**HOW TO COMPLETE THIS TASK:** Your answer must match the entries below word for word.

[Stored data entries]
------------

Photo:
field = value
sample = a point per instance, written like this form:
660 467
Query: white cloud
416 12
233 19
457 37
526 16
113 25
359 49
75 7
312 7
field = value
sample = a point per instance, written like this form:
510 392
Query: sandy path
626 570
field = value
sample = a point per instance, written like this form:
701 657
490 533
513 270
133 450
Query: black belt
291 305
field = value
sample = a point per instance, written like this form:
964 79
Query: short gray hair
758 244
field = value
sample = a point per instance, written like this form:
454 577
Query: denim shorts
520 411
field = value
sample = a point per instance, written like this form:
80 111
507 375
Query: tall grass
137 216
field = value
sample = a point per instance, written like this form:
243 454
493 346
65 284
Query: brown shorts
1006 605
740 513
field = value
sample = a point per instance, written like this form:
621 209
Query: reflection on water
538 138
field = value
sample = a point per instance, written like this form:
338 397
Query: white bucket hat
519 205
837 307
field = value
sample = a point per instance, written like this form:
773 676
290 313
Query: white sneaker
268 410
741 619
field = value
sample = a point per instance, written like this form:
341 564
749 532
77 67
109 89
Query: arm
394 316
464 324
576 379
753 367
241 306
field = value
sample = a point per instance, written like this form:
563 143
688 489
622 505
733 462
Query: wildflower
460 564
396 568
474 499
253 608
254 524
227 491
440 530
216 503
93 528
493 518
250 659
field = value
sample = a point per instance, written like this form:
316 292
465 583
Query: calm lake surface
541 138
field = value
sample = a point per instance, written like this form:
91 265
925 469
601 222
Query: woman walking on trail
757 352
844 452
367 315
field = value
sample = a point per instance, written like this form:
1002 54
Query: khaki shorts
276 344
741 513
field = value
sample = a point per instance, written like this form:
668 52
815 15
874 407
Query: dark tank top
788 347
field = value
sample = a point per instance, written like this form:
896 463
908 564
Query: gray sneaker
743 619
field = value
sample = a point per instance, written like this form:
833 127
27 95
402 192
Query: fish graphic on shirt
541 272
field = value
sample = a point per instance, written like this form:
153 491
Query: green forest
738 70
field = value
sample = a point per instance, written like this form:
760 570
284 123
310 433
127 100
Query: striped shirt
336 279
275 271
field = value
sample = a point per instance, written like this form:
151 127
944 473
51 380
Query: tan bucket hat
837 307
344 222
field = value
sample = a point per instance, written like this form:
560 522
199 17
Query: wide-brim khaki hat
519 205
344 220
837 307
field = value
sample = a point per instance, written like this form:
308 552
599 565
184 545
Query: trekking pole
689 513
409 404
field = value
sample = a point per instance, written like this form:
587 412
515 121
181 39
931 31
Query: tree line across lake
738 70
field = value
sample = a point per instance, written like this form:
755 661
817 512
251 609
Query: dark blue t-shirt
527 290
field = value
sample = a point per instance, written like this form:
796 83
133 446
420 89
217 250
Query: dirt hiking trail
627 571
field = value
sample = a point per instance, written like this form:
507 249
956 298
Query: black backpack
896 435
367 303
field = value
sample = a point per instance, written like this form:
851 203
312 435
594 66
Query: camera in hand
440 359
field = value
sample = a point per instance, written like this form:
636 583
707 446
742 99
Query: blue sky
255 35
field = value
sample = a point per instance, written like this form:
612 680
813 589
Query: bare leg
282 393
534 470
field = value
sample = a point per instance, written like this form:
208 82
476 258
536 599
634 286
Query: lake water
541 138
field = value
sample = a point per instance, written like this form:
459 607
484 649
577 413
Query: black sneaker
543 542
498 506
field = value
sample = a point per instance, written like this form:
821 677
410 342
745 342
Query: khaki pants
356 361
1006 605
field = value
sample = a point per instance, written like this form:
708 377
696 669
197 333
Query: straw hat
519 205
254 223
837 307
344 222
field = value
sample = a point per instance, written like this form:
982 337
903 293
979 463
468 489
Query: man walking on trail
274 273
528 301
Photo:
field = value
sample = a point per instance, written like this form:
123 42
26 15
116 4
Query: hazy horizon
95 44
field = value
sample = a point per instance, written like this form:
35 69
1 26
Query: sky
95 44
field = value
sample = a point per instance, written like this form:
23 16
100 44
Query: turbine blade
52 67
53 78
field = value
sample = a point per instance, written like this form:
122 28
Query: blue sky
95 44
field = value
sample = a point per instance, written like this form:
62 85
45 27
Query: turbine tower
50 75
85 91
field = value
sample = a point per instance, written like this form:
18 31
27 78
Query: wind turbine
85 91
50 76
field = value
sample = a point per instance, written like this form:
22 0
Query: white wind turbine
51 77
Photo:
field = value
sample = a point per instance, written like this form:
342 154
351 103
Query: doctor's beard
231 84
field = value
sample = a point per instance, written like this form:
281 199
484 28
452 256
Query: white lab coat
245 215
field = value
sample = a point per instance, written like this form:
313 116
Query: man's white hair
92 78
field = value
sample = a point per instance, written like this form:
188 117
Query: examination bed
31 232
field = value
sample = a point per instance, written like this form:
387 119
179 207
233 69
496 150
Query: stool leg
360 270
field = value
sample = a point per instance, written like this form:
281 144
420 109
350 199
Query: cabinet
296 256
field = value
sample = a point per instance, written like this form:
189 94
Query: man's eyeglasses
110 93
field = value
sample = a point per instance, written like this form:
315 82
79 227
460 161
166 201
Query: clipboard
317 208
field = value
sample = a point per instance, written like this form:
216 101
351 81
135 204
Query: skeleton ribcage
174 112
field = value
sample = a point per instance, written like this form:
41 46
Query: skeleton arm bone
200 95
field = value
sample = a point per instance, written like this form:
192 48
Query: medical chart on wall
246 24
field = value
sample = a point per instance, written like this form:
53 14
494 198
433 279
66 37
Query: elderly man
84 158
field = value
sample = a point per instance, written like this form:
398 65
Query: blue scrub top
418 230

------------

**RESPONSE BELOW:**
Photo:
field = value
sample = a point per instance, written like this form:
660 467
Query: white cloud
416 12
233 19
457 37
526 16
113 25
359 49
75 7
312 7
field = value
sample = a point per instance, written like this form:
510 392
Query: sandy path
626 570
field = value
sample = a point per instance, written like this form:
701 657
490 533
513 270
133 450
Query: black belt
291 305
field = value
sample = a point per instance, written like this form:
964 79
Query: short gray hair
758 244
field = value
sample = a point per instance, written like this form:
454 577
Query: denim shorts
520 411
field = value
sample = a point per instance, written like this form:
80 111
507 375
Query: tall grass
137 216
field = value
sample = a point per instance, written like this form:
243 454
493 346
65 284
Query: brown shorts
1006 605
740 513
field = value
sample = a point per instance, written like this form:
621 209
Query: reflection on water
538 138
field = value
sample = a point per instance, written like this form:
338 397
Query: white bucket hat
519 205
837 307
field = value
sample = a point per instance, written like this form:
773 676
290 313
Query: white sneaker
268 410
741 619
field = value
sample = a point per instance, written like this form:
341 564
749 532
77 67
109 89
Query: arm
394 316
464 324
576 379
753 367
241 306
field = value
sample = a point per instance, written like this form:
563 143
688 489
622 505
733 462
Query: wildflower
460 564
396 568
474 499
253 608
254 524
227 491
440 530
216 503
93 528
493 518
250 659
field = value
sample = a point per instance, written like this form:
316 292
465 583
Query: calm lake surface
541 138
field = value
sample = a point per instance, written like this form:
91 265
925 469
601 222
Query: woman walking on trail
757 352
844 452
367 315
field = value
sample = a point per instance, written like this form:
1002 54
Query: khaki shorts
276 344
741 513
field = value
sample = a point per instance, written like this form:
668 52
815 15
874 407
Query: dark tank top
788 347
field = value
sample = a point per instance, written like this form:
896 463
908 564
Query: gray sneaker
743 619
field = value
sample = a point per instance, written like this form:
833 127
27 95
402 192
Query: fish graphic on shirt
541 272
field = value
sample = a point per instance, written like this form:
153 491
Query: green forest
738 70
field = value
sample = a point per instance, written like this form:
760 570
284 123
310 433
127 100
Query: striped shirt
336 279
275 271
field = value
sample = a point per instance, written like this form:
151 127
944 473
51 380
Query: tan bucket hat
837 307
344 222
field = value
sample = a point per instance, written like this form:
560 522
199 17
Query: wide-brim khaki hat
519 205
344 220
837 307
field = value
sample = a point per instance, written like this form:
308 552
599 565
184 545
Query: trekking pole
689 513
409 404
field = value
sample = a point per instance, written like this form:
587 412
515 121
181 39
931 31
Query: tree line across lake
738 70
field = value
sample = a point per instance, written like this form:
755 661
817 512
251 609
Query: dark blue t-shirt
527 290
field = value
sample = a point per instance, written like this form:
796 83
133 446
420 89
217 250
Query: dirt hiking trail
627 571
field = value
sample = a point per instance, written like this form:
507 249
956 298
Query: black backpack
896 435
367 303
field = value
sample = a point per instance, written like this form:
851 203
312 435
594 66
Query: camera in hand
440 359
field = value
sample = a point per instance, written like this form:
636 583
707 446
742 99
Query: blue sky
255 35
field = value
sample = a point per instance, written like this form:
612 680
813 589
Query: bare leg
282 393
534 470
field = value
sample = a point per instance, written like this form:
208 82
476 258
536 599
634 286
Query: lake water
541 138
field = value
sample = a point per instance, written like this form:
459 607
484 649
577 413
Query: black sneaker
543 542
498 506
field = value
sample = a point per instance, written like this form:
821 677
410 342
745 342
Query: khaki pants
356 361
1006 605
field = value
sample = a point per instance, written like this form:
708 377
696 669
197 333
Query: straw hat
519 205
254 223
837 307
344 222
field = value
sample = a point per instance, written like this form:
982 337
903 293
979 463
468 489
Query: man walking on trail
274 273
528 301
Photo:
field = value
sample = a point per instance, written like this form:
123 42
26 15
116 4
Query: hazy horizon
95 44
field = value
sample = a point per instance, written like this form:
35 69
1 26
Query: sky
95 44
field = value
sample = a point per instance, written like this form:
23 16
100 44
Query: turbine blade
52 67
53 78
field = value
sample = a point per instance, written like this form:
122 28
Query: blue sky
95 44
field = value
sample = a point per instance, written like this form:
62 85
45 27
Query: turbine tower
50 75
85 91
field = value
sample = a point per instance, written like this form:
18 31
27 78
Query: wind turbine
85 91
50 76
field = value
sample = a point per instance, written like this form:
22 0
Query: white wind turbine
51 77
Photo:
field = value
sample = a point per instance, written like this form:
342 154
351 103
Query: doctor's beard
231 84
field = value
sample = a point per instance, written like this form:
281 199
484 28
452 256
Query: white lab coat
245 215
field = value
sample = a point per instance, written like this form:
313 116
Query: man's white hair
92 78
field = value
sample = a point per instance, written like this form:
188 117
Query: examination bed
31 232
field = value
sample = a point per instance, written like this form:
387 119
179 207
233 69
496 150
Query: stool leg
360 270
field = value
sample = a point per instance, written like this form:
281 144
420 109
350 199
Query: cabinet
296 256
field = value
sample = a point per instance, written like this form:
189 94
Query: man's eyeglasses
110 93
field = value
sample = a point per instance, written like this form:
315 82
79 227
460 161
166 201
Query: clipboard
317 208
field = value
sample = a point per instance, written like this form:
216 101
351 81
135 204
Query: skeleton ribcage
174 112
field = value
sample = a point per instance, written like this form:
41 46
Query: skeleton arm bone
200 95
field = value
sample = a point per instance, written like this form:
192 48
Query: medical chart on wall
246 24
field = value
sample = a point per instance, written like this form:
53 14
494 198
433 279
66 37
Query: elderly man
84 158
field = value
sample = a point per instance, written like this form:
398 65
Query: blue scrub top
418 230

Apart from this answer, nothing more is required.